What the exercise asks:
Give the lines from the one containing "target: white parabolic dish antenna" through the one containing "58 120 L 58", inclusive, again, with "parabolic" swapped for "satellite" and everything else unchanged. Leave the pictures out of your answer.

Source records:
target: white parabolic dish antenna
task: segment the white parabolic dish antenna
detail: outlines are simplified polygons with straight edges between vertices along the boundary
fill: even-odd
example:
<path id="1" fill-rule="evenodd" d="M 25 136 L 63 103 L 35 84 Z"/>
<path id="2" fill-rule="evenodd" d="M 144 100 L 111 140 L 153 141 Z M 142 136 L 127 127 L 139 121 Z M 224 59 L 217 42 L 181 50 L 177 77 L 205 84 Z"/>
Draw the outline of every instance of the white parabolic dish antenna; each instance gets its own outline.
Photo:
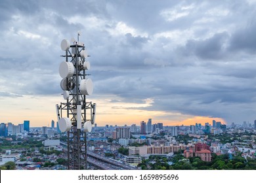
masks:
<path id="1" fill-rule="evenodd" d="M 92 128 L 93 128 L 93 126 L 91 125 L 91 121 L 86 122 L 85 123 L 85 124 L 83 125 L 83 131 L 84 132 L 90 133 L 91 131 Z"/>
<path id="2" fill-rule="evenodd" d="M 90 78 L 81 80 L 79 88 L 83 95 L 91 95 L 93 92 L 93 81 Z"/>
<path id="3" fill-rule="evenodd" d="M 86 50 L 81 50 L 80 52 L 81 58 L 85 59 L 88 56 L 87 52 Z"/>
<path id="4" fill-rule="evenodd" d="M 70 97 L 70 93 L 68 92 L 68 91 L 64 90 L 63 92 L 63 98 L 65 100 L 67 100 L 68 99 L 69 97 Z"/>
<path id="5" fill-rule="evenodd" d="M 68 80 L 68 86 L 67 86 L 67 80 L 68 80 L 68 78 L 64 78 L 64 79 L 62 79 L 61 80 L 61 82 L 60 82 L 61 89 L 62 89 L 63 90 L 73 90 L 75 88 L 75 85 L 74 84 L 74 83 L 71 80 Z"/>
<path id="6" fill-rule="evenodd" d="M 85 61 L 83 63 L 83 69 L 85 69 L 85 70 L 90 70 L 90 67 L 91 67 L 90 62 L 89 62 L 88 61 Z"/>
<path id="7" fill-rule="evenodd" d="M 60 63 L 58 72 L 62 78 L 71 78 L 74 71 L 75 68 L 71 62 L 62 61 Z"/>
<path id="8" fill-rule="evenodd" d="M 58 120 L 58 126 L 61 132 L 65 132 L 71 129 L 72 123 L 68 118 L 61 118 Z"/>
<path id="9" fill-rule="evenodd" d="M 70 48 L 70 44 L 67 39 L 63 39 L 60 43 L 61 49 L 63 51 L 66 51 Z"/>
---
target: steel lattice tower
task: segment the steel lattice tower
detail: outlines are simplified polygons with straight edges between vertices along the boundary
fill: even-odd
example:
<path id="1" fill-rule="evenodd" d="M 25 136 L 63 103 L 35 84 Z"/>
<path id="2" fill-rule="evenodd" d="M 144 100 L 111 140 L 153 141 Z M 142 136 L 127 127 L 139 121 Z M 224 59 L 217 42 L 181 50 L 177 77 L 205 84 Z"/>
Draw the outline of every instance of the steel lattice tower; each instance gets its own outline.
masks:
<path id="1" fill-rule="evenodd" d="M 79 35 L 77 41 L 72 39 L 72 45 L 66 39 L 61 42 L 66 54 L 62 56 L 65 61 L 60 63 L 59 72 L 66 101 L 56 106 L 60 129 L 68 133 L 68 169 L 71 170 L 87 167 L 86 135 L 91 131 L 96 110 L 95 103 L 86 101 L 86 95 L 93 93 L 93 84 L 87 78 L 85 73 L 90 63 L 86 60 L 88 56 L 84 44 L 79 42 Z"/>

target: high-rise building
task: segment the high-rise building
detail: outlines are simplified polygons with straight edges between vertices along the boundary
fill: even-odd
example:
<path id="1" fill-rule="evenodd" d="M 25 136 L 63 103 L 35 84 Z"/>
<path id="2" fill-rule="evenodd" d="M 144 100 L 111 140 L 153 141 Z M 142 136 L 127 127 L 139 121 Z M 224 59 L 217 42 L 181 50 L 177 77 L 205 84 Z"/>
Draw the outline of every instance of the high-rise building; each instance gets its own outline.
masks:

Answer for the task:
target: white satellite dish antenna
task: segment the white satellite dish antenna
detail: outlines are simplified polygons with straight edges between vertices along the boundary
fill: even-odd
example:
<path id="1" fill-rule="evenodd" d="M 25 136 L 63 103 L 35 84 Z"/>
<path id="2" fill-rule="evenodd" d="M 144 100 L 111 140 L 153 141 Z M 142 136 L 127 127 L 139 121 Z M 224 59 L 217 42 L 181 50 L 177 77 L 205 84 Z"/>
Draw the outline of every instance of the white satellite dish antenna; each instance gets its own outline.
Photo:
masks:
<path id="1" fill-rule="evenodd" d="M 92 128 L 93 128 L 93 126 L 91 125 L 91 121 L 86 122 L 85 123 L 85 124 L 83 125 L 83 131 L 84 132 L 90 133 L 91 131 Z"/>
<path id="2" fill-rule="evenodd" d="M 90 78 L 81 80 L 79 88 L 83 95 L 91 95 L 93 92 L 93 81 Z"/>
<path id="3" fill-rule="evenodd" d="M 86 50 L 81 50 L 80 52 L 81 58 L 85 59 L 88 56 L 87 52 Z"/>
<path id="4" fill-rule="evenodd" d="M 70 97 L 70 93 L 68 92 L 68 91 L 64 90 L 63 92 L 63 98 L 65 100 L 67 100 L 68 99 L 69 97 Z"/>
<path id="5" fill-rule="evenodd" d="M 68 80 L 68 86 L 67 86 L 67 80 L 68 80 L 68 78 L 64 78 L 64 79 L 62 79 L 61 80 L 61 82 L 60 82 L 61 89 L 62 89 L 63 90 L 73 90 L 75 88 L 75 85 L 74 84 L 74 83 L 71 80 Z"/>
<path id="6" fill-rule="evenodd" d="M 85 61 L 83 63 L 83 69 L 85 69 L 85 70 L 90 70 L 90 67 L 91 67 L 90 62 L 89 62 L 88 61 Z"/>
<path id="7" fill-rule="evenodd" d="M 60 63 L 58 72 L 62 78 L 71 78 L 74 71 L 75 68 L 71 62 L 62 61 Z"/>
<path id="8" fill-rule="evenodd" d="M 58 120 L 58 126 L 61 132 L 65 132 L 71 129 L 72 123 L 68 118 L 61 118 Z"/>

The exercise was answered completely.